● **AIM OF THE EXERCISE**
Line by line, copy the records below exactly.

***

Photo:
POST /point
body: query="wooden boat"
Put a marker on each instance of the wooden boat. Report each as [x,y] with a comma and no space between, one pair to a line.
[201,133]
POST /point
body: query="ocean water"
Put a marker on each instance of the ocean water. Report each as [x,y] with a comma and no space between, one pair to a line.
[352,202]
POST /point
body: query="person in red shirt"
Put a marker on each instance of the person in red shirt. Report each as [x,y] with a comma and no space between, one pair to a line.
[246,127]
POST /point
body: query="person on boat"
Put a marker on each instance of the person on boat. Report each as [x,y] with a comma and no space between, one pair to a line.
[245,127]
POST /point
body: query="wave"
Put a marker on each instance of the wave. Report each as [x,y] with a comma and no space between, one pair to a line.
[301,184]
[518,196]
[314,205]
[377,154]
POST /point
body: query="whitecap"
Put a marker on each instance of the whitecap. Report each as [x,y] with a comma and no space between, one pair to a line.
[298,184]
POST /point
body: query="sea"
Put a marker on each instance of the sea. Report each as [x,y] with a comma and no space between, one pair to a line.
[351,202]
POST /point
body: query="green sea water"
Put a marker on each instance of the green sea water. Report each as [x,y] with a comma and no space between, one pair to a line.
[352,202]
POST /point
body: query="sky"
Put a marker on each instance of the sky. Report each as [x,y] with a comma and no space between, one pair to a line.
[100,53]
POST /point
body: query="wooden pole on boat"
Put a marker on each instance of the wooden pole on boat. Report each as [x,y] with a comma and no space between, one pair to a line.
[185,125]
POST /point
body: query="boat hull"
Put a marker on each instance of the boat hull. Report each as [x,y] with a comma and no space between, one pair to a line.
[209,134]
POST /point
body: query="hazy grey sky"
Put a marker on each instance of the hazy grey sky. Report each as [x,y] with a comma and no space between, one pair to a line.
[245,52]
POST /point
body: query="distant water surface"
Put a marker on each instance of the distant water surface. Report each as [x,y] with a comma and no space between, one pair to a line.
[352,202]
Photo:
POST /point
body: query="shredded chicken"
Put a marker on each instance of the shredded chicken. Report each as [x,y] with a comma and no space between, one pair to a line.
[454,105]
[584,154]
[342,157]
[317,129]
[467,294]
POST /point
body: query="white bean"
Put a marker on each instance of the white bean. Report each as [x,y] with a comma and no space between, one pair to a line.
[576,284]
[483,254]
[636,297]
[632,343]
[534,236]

***

● **OUTPUT FOR THIS EXERCISE**
Photo:
POST /point
body: query="wooden boat"
Put a marker on each instance of the wooden boat. Report each as [x,y] with a comma and no space between, one pair to a line.
[201,133]
POST /point
body: query="ocean water"
Put a marker on each instance of the ocean water. Report each as [x,y] with a comma and no space between, one pair to a line.
[352,202]
POST /point
body: query="person in red shirt"
Put a marker on each instance of the person in red shirt. Report each as [x,y] with a comma and no space between, one pair to a line.
[246,127]
POST /point
body: query="person on boat"
Put a marker on each instance of the person on boat. Report each as [x,y] with a comma and no space between, one pair to a line.
[245,127]
POST /point
body: query="wave"
Put a marker on each instance of the wave. Report each as [x,y] with a comma and no space between, one pair to a line.
[301,184]
[518,196]
[314,205]
[377,154]
POST /point
body: query="whitecap"
Put a marker on each instance of the whitecap. Report each as [x,y] with a comma and no space between, one pair to a line.
[298,184]
POST /point
body: query="sea"
Put a marker on each instance of the sea. Report each as [x,y] with a comma and no space between, one pair to a line.
[351,202]
POST /point
body: query="green sea water"
Put a marker on each instance of the green sea water. Report each as [x,y] with a comma and no space between, one pair to a line.
[352,202]
POST /point
body: query="sky"
Put a marker on each instance of the sky. Report each as [x,y] with a comma and no space between, one pair to a line.
[100,53]
POST /point
body: query="wooden pole on boat"
Put a marker on each instance of the wooden pole on boat. Report each as [x,y] with a comma and no space between, one pair to a line.
[185,125]
POST /point
body: query="boat hull"
Put a marker on each instance of the boat hull. Report each as [x,y] with a comma and no space between, one pair to a line.
[209,134]
POST /point
body: query="hazy grey sky"
Put a marker on each instance of the hazy grey sky. Report each as [x,y] with a comma and no space between, one pair to a line.
[245,52]
POST /point
body: query="distant water surface"
Put a marker on each instance of the distant water surface. Report each as [x,y] with a comma and no space between, one pair to a line.
[352,202]
Photo:
POST /point
body: query="shredded chicken"
Put a marker on each instance of the shredded chicken. Report each as [x,y] with a comma and no space between, one pair to a line.
[454,105]
[584,154]
[342,157]
[317,129]
[467,294]
POST /point
body: query="white bean"
Put a marker on each instance of the white bean. Report each as [x,y] with a comma and no space between, one pair to a line.
[576,284]
[483,254]
[636,297]
[632,343]
[534,236]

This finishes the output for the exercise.